GIVEN REQUEST: Tally how many lines below contain the word "teal", with case counting, and give only that number.

MATERIAL FOR THIS TASK:
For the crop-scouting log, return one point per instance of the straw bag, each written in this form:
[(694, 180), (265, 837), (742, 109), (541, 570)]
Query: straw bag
* * *
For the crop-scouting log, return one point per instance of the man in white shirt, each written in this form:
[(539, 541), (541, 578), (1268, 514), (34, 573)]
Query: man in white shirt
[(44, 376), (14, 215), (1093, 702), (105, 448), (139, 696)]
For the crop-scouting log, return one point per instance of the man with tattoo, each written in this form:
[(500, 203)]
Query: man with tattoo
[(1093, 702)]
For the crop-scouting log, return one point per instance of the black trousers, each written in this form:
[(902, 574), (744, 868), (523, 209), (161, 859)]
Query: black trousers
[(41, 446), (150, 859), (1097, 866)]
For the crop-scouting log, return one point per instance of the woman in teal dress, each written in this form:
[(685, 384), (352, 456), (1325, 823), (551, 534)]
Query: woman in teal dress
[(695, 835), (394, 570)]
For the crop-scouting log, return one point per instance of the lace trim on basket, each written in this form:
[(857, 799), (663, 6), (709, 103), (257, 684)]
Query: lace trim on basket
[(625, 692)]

OUTPUT OF THE TASK: 2